Rows from a box labeling dataset:
=-=-=

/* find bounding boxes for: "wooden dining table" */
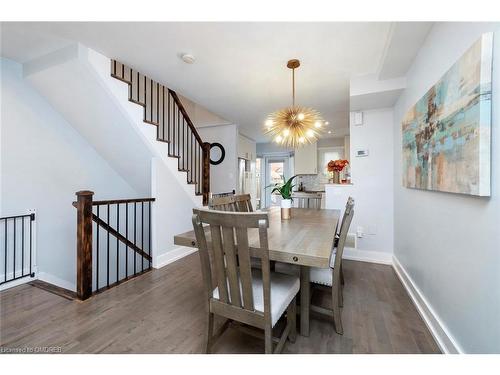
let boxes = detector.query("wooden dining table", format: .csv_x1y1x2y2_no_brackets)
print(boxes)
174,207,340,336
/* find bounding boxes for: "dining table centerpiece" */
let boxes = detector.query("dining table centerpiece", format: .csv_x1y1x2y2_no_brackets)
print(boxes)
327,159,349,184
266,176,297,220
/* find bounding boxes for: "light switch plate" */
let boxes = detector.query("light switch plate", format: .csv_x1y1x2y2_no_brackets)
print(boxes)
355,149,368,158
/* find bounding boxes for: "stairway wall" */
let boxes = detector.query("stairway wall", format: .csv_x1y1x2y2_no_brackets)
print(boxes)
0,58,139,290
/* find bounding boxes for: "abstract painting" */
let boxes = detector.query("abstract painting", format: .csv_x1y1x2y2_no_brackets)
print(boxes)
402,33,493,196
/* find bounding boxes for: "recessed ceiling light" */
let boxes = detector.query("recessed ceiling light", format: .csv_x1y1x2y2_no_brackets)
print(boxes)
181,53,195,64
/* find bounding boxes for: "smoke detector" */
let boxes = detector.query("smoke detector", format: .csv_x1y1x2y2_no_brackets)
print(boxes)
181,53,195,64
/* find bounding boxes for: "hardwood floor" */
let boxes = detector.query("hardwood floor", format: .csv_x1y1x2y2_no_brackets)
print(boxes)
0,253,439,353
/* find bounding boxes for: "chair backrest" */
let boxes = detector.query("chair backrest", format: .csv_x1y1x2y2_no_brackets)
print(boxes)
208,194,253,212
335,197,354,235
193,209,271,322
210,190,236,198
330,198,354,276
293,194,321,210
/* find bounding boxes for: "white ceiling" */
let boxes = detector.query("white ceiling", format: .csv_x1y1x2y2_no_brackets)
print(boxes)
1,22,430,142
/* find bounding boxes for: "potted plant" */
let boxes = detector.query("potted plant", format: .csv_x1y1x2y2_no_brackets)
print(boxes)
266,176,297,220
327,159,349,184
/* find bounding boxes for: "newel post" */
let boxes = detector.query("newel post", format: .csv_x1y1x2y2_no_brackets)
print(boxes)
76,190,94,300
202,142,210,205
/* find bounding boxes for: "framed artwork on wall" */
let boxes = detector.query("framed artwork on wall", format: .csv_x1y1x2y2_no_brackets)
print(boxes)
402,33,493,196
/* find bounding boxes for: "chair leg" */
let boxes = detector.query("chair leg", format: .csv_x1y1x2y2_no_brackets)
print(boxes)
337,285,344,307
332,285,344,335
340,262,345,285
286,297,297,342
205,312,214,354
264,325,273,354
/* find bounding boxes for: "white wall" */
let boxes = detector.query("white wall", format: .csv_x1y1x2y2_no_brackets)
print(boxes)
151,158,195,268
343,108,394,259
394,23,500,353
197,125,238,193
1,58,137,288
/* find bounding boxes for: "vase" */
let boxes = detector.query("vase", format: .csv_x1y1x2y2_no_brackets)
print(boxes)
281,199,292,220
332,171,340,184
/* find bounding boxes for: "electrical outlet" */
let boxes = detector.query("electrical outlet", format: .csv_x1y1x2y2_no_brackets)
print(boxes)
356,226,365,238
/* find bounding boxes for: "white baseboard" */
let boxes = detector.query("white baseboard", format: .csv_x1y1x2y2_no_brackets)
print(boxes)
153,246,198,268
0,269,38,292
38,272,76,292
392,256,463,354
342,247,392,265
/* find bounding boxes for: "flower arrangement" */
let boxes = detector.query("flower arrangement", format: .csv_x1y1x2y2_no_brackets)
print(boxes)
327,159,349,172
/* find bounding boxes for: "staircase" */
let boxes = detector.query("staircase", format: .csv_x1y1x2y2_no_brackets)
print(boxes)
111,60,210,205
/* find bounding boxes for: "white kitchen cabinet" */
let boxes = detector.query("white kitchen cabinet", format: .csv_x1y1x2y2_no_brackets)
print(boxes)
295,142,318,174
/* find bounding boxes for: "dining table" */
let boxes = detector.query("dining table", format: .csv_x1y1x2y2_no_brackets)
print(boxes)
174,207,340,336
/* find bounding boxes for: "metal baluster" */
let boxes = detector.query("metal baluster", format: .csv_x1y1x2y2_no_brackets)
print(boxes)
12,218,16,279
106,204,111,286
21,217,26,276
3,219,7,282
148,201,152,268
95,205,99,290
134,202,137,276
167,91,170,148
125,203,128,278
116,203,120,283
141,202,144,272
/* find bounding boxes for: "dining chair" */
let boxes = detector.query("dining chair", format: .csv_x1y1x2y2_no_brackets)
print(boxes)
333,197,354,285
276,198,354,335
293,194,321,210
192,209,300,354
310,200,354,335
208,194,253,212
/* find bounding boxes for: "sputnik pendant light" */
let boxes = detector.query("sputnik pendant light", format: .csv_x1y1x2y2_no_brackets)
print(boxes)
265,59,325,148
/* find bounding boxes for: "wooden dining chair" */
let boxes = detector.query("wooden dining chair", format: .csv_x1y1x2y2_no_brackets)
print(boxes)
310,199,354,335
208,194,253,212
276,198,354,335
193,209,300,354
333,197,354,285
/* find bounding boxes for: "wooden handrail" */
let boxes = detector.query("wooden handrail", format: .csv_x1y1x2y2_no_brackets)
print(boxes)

=-=-=

- Problem statement -
Return every line of the entries above that contains the string "baluster". Case counts.

- Written solution -
/* find bounding boxes for: "metal baluster" */
let boxes = detector.query("metal baluster", format: .csv_x1y1x2y2_no_brackets)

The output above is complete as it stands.